WORK REQUEST: Give back every entry exactly; drop the pictures.

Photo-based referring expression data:
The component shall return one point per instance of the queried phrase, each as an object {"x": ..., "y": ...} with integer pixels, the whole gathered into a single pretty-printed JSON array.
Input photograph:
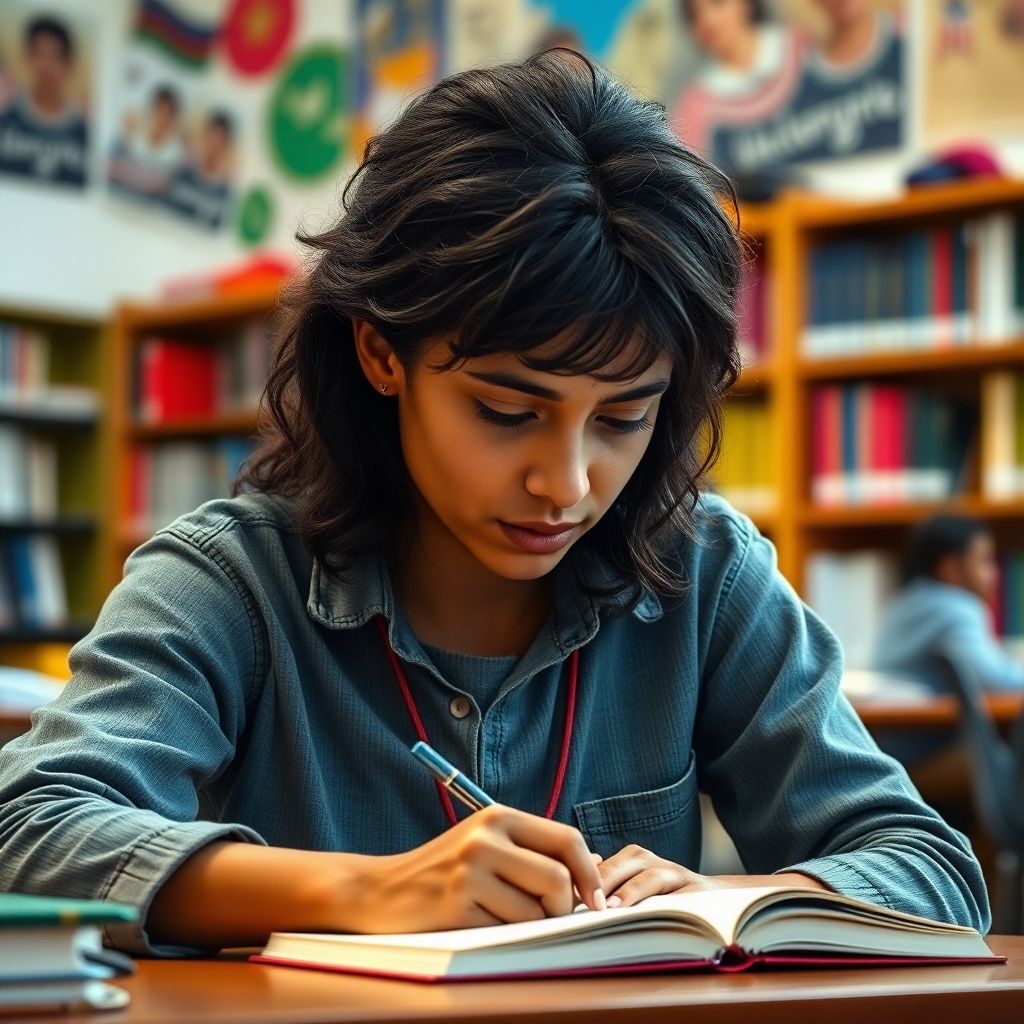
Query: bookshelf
[
  {"x": 54, "y": 385},
  {"x": 952, "y": 354},
  {"x": 187, "y": 375}
]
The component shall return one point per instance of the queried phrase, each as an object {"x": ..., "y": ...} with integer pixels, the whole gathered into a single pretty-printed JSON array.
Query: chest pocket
[{"x": 667, "y": 821}]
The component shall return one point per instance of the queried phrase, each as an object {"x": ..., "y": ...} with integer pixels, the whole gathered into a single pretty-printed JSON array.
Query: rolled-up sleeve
[
  {"x": 793, "y": 773},
  {"x": 100, "y": 799}
]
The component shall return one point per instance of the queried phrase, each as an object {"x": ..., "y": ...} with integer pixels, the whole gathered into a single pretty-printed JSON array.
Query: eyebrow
[{"x": 515, "y": 383}]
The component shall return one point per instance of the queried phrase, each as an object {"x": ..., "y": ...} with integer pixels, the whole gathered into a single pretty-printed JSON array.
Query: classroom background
[{"x": 158, "y": 159}]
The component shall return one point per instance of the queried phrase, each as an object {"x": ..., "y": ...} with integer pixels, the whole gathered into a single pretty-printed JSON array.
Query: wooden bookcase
[
  {"x": 78, "y": 356},
  {"x": 207, "y": 322},
  {"x": 791, "y": 227}
]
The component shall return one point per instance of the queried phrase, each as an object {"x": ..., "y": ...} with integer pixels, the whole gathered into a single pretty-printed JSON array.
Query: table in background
[
  {"x": 933, "y": 713},
  {"x": 221, "y": 990}
]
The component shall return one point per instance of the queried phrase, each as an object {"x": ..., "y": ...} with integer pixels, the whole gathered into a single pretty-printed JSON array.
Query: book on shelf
[
  {"x": 180, "y": 380},
  {"x": 927, "y": 288},
  {"x": 34, "y": 580},
  {"x": 727, "y": 929},
  {"x": 753, "y": 314},
  {"x": 1003, "y": 435},
  {"x": 849, "y": 591},
  {"x": 885, "y": 444},
  {"x": 170, "y": 478},
  {"x": 744, "y": 472},
  {"x": 52, "y": 957}
]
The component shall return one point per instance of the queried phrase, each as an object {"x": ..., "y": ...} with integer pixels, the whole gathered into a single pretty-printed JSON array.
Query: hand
[
  {"x": 497, "y": 865},
  {"x": 634, "y": 873}
]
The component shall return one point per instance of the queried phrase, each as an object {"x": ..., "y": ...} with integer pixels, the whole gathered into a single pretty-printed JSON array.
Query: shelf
[
  {"x": 231, "y": 423},
  {"x": 754, "y": 379},
  {"x": 48, "y": 418},
  {"x": 900, "y": 515},
  {"x": 905, "y": 363},
  {"x": 945, "y": 201},
  {"x": 66, "y": 524},
  {"x": 187, "y": 313}
]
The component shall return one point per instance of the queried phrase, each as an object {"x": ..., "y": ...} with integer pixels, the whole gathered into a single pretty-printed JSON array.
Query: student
[
  {"x": 43, "y": 132},
  {"x": 476, "y": 519},
  {"x": 945, "y": 607}
]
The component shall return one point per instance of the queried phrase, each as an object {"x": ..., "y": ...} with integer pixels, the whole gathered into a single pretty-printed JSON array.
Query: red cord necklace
[{"x": 421, "y": 732}]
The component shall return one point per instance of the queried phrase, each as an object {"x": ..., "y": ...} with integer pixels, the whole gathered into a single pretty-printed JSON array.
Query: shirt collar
[{"x": 365, "y": 591}]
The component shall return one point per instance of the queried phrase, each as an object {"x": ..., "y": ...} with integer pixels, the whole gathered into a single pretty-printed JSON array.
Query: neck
[
  {"x": 47, "y": 102},
  {"x": 453, "y": 602},
  {"x": 850, "y": 39},
  {"x": 743, "y": 53}
]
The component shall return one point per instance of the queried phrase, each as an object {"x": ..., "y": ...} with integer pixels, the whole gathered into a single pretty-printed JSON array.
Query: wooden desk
[
  {"x": 935, "y": 713},
  {"x": 231, "y": 990}
]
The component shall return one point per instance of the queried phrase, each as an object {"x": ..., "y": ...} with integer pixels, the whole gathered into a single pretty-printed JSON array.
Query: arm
[
  {"x": 100, "y": 800},
  {"x": 793, "y": 773},
  {"x": 970, "y": 640}
]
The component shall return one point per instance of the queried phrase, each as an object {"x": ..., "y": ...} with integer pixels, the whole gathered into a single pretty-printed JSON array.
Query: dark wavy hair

ANSWER SPACE:
The component shall return one point per instance of the queried phrase, each as an object {"x": ..., "y": ...} with integer pixels, the whole gathered into a single pretty-printed JSON array.
Input photograph:
Query: bookshelf
[
  {"x": 54, "y": 385},
  {"x": 952, "y": 354},
  {"x": 187, "y": 375}
]
The component shall return one point per instance of the queried phrase, each as an object {"x": ..., "y": ...} with integer pixels, the whole gathered into a single pretty-printed JSON array.
Query: chest pocket
[{"x": 667, "y": 821}]
The component shall return one point per instance of the queried phrase, each as an object {"x": ..., "y": ...} with integer pixels, the whole gathered into a single pretty-printed JSON array.
Query: rolled-up sleeve
[
  {"x": 793, "y": 773},
  {"x": 100, "y": 799}
]
The component shall return one point per instance of the queried phrase, each as an object {"x": ..., "y": ...} with integer pixels, the whole gathered into a single pretty-printed JSON array.
Query: eyebrow
[{"x": 515, "y": 383}]
The component shall return one point per instance of the queried phrase, each as an object {"x": ..., "y": ...} with integer pixels, the whole gathered into a single pretty-printed JSON array.
Query: classroom background
[{"x": 158, "y": 159}]
The component shall return one point per instance of the queried phrase, each as an object {"x": ..., "y": ...} with integer pixels, the whole gathered into a single pretty-printed JSON array.
Query: wooden bookcase
[
  {"x": 78, "y": 356},
  {"x": 207, "y": 322},
  {"x": 791, "y": 227}
]
The component shall return one point per instance of the queried phrase, each as an object {"x": ..., "y": ...} with integer pixels, the whole gathered into a single pretty-printed JSON array.
Query: table in background
[
  {"x": 933, "y": 713},
  {"x": 221, "y": 990}
]
The component shall return one point per instance of the queried phrase, each as an object {"x": ..., "y": ...} with integer pixels, the whole gathered into a single pretty-printed JSON array.
Query: book on shelf
[
  {"x": 180, "y": 380},
  {"x": 927, "y": 288},
  {"x": 34, "y": 580},
  {"x": 727, "y": 929},
  {"x": 753, "y": 314},
  {"x": 1003, "y": 435},
  {"x": 849, "y": 591},
  {"x": 885, "y": 444},
  {"x": 170, "y": 478},
  {"x": 744, "y": 472},
  {"x": 52, "y": 957}
]
The component shall return one point per instance of the queried phrase, each as an object {"x": ..., "y": ...} with integer pixels, the whole gathered into a single pretty-printed JSON array.
Query: hand
[
  {"x": 497, "y": 865},
  {"x": 634, "y": 873}
]
The component shall return one point per instance of the queried phrase, each as an object {"x": ..., "y": ...} with integer pixels, the whole gathered into a single pretty-printed JSON array.
Query: shelf
[
  {"x": 231, "y": 423},
  {"x": 754, "y": 379},
  {"x": 48, "y": 418},
  {"x": 900, "y": 515},
  {"x": 905, "y": 363},
  {"x": 945, "y": 201},
  {"x": 66, "y": 524},
  {"x": 187, "y": 313}
]
The component shall return one point per instance of the queried phrase, each as an object {"x": ..., "y": ...} with integer pixels, the whole gathered into a single pretty-printed JSON array.
Query: student
[
  {"x": 43, "y": 132},
  {"x": 476, "y": 519},
  {"x": 945, "y": 607}
]
The component shall return one point per instance of the queried phrase, each as an object {"x": ..., "y": ...} with integer pixels, the whole gathered into a single pretty-printed JSON array.
Query: red cord necklace
[{"x": 421, "y": 732}]
The component shall return one point per instance of the queried phrase, each as an object {"x": ..., "y": ...} with integer pixels, the whole gathered into a single pretty-printed JSON array.
Query: shirt collar
[{"x": 365, "y": 591}]
The component shall return one point per instance of the queried phrase, each as an object {"x": ..., "y": ...} with integer pixels, the whole gathered into a single pretty-printed JSON array.
Query: neck
[
  {"x": 47, "y": 102},
  {"x": 453, "y": 602},
  {"x": 850, "y": 39},
  {"x": 743, "y": 53}
]
The component shall return one point per instance of the queried phrase, each as an object {"x": ..., "y": ...} with integer pixels, the whole gathered into a single pretty-printed JSON array.
Query: wooden desk
[
  {"x": 935, "y": 713},
  {"x": 231, "y": 990}
]
The component shall return one point per instance of the queried phrase, each as an object {"x": ..., "y": ...} with integer pixels, the whole gathered into a single pretty-printed JSON array.
Query: arm
[
  {"x": 100, "y": 800},
  {"x": 793, "y": 773},
  {"x": 970, "y": 640}
]
The component shall return one point per instance of the queried phrase, each as an object {"x": ..., "y": ...} with integer pixels, the whole gathered into a single pretty-printed JSON array.
Query: dark wavy hair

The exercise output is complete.